### WRITTEN REQUEST A:
In the SPEC benchmark wiki page below, list every environment variable that the profile additions export.

RunningSPEC

From PDP/Grid Wiki
Revision as of 10:12, 14 April 2009 by Davidg@nikhef.nl (talk | contribs) (→‎Verifying the output)
(diff) ← Older revision | Latest revision (diff) | Newer revision → (diff)
Jump to navigationJump to search

Note: some steps can only be completed successfully by DavidG, since he owns the licenses needed for the Intel Compiler Suite and for SmartHeap. There is only one Intel license (commercial) available for doing this work, as well as only a single SmartHeap license (still on order). But, in principle, anyone at Nikhef is entitled to run the SPEC benchmark with their favourite plain old dirty gcc compiler and with conventional heap management. Access to the SPEC suites is limited to the NDPF systemAdministrator group (with the NDPF login) only to make sure that the code does not leak out, and that anyone running the benchmark does it in a compliant way.

Prepare the machine

  • Install a machine with CentOS5 x86-64, e.g. via quattor or manually. Make sure it's a physical machine, and that it will be dedicated to the benchmark running for at least as long as you need it. Make sure numactl and taskset (from util-linux) are available on the machine.

Using the Intel compiler

If you want to get proper performace from the benchmark, and for vendor acceptance tests, you must use the Intel compiler:

  • As root, install the Intel compiler suite (version 11.0) from https://www.nikhef.nl/grid/ndpf/files/local/intel/. Install both the i386 and the x86_64 varieties.
  • As root, run the script intel-Compiler-postinstall.sh to set the installation destination into the generated scripts.
  • As root, install the license file to /opt/intel/licenses/icc-davidg.lic and chown it to davidg:users, mode 0600.
  • Add to your profile:
PATH=$PATH:/opt/intel/Compiler/11.0/081/bin/intel64/
export PATH
LD_LIBRARY_PATH=$LD_LIBRARY_PATH:/opt/intel/Compiler/11.0/081/lib/intel64
export LD_LIBRARY_PATH
LANG=C
export LANG

Using SmartHeap

Install the SmartHeap library:

  • obtain the appropriate distribution and license from MicroQuill. The current 64 bit version is called sh8linux64b.tar.gz, and the 32-bit version sh81linux.tar.gz.
  • unpack the tar-balls, e.g. to the location "/opt/SmartHeap8-x86_64/", so that the "lib/" directory is right below that one. Make the directory readable only for the user owning the license.

### WRITTEN REQUEST B:
Write out the lines of the records from the line containing "Locate blue tablecloth" through the line containing "left=0, top=17, right=1200, bottom=800", inclusive.

### PROVIDED RECORDS:
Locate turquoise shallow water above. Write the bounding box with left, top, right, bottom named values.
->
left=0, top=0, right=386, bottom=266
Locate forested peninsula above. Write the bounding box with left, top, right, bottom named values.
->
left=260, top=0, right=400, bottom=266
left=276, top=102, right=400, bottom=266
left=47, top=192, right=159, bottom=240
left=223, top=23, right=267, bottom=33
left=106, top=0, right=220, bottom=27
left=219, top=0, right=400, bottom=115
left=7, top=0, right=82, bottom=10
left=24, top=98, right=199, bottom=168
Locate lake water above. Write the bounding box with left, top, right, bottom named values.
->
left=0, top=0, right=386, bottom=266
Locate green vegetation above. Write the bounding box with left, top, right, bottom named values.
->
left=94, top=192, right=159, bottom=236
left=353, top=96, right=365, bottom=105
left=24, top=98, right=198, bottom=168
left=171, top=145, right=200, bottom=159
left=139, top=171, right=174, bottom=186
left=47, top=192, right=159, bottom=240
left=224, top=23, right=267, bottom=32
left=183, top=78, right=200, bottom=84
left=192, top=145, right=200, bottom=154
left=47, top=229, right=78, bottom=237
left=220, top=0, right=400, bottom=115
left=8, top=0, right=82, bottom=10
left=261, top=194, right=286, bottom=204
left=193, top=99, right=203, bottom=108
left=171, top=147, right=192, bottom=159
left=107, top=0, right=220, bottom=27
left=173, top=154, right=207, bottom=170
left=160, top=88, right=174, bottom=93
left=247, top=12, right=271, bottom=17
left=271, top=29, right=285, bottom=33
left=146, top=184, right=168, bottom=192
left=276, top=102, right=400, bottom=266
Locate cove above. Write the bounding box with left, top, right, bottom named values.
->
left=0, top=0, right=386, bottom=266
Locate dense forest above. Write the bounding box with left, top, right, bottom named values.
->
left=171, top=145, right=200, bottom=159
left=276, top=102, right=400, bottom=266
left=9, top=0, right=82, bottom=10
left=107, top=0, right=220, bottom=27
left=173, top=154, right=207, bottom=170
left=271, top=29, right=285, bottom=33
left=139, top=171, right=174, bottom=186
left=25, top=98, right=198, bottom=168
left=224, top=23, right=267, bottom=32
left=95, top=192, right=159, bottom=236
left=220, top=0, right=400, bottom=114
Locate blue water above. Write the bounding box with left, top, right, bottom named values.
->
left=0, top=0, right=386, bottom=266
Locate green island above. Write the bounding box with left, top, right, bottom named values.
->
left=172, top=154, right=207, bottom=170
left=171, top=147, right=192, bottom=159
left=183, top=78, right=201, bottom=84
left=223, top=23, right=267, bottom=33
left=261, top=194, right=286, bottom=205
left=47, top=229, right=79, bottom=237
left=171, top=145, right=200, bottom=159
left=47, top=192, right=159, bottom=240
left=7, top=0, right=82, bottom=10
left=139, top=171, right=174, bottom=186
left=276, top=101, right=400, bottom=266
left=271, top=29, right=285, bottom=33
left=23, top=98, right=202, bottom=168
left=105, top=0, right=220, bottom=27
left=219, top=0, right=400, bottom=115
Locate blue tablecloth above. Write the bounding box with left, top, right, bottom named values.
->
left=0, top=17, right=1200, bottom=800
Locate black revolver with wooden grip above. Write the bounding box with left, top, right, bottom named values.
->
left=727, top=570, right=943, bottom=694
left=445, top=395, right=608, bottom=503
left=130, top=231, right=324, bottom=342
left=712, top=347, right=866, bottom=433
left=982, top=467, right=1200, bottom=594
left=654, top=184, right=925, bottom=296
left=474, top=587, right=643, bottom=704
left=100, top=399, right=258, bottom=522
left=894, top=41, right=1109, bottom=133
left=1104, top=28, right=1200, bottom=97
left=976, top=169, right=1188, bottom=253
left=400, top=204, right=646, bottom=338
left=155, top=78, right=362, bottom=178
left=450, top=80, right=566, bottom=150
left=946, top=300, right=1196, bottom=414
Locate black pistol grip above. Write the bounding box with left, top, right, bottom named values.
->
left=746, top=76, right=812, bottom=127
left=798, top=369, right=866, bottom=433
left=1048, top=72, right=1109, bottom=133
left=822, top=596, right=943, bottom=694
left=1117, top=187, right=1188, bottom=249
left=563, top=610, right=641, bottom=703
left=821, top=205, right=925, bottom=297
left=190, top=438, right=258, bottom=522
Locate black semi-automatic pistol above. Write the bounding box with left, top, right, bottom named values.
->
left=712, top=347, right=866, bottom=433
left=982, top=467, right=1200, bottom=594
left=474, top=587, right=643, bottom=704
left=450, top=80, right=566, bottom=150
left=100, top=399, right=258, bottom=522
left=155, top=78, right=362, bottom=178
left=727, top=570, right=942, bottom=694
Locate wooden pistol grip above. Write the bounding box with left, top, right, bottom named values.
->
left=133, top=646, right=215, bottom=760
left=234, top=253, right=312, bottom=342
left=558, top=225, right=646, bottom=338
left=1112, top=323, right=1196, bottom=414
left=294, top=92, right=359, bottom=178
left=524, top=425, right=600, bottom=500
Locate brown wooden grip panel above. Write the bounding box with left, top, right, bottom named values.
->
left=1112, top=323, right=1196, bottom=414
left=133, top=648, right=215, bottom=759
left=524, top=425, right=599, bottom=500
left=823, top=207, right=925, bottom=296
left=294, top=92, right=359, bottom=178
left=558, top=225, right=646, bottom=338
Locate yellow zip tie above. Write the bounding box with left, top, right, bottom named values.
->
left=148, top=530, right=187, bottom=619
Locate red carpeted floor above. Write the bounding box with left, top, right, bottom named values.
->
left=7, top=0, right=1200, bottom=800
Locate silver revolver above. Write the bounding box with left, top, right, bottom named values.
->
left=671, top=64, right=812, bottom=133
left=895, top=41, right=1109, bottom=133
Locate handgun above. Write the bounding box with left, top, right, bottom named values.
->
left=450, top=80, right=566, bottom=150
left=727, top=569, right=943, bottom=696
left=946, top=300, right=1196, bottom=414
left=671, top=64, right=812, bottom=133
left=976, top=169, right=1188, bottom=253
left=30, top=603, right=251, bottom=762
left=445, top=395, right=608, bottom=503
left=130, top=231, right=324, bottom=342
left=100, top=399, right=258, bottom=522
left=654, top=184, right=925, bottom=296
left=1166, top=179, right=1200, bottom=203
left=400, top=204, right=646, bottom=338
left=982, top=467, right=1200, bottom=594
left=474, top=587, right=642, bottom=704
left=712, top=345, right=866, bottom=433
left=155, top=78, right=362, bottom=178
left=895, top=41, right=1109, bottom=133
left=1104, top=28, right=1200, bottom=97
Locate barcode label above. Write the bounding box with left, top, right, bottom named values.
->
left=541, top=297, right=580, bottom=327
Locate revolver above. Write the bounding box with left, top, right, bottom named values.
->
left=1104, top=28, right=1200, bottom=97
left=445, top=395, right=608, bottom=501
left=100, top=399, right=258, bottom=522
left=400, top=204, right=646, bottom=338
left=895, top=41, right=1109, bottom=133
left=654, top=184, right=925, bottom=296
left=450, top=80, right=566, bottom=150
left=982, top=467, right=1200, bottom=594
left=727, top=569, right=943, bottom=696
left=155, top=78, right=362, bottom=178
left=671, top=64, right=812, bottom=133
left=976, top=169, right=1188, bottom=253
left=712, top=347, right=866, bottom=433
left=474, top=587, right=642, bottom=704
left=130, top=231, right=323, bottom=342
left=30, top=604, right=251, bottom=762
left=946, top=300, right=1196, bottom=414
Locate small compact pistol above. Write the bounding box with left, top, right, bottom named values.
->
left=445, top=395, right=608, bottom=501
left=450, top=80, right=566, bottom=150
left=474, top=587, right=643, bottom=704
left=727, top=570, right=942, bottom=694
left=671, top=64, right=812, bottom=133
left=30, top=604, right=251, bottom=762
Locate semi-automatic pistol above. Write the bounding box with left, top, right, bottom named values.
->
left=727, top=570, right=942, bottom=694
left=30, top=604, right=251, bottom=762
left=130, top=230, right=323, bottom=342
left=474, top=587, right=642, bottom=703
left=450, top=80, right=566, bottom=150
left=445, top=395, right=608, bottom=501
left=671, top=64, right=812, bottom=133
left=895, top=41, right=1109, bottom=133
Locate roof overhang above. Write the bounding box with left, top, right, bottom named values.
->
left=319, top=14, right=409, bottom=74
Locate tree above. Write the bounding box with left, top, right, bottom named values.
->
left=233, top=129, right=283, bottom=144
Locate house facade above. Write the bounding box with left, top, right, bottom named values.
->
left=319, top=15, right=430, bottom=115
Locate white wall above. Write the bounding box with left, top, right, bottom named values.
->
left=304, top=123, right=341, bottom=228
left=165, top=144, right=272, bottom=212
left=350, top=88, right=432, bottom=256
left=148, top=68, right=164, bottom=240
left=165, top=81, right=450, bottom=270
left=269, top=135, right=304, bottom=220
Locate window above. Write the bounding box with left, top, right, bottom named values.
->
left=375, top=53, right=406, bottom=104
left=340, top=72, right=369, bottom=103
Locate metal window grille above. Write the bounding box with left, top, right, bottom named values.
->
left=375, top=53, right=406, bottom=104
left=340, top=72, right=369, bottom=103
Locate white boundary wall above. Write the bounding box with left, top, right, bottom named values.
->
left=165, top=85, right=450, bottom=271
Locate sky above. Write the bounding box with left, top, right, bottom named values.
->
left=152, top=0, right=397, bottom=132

### RIGHT ANSWER A:
PATH, LD_LIBRARY_PATH, LANG

### RIGHT ANSWER B:
Locate blue tablecloth above. Write the bounding box with left, top, right, bottom named values.
->
left=0, top=17, right=1200, bottom=800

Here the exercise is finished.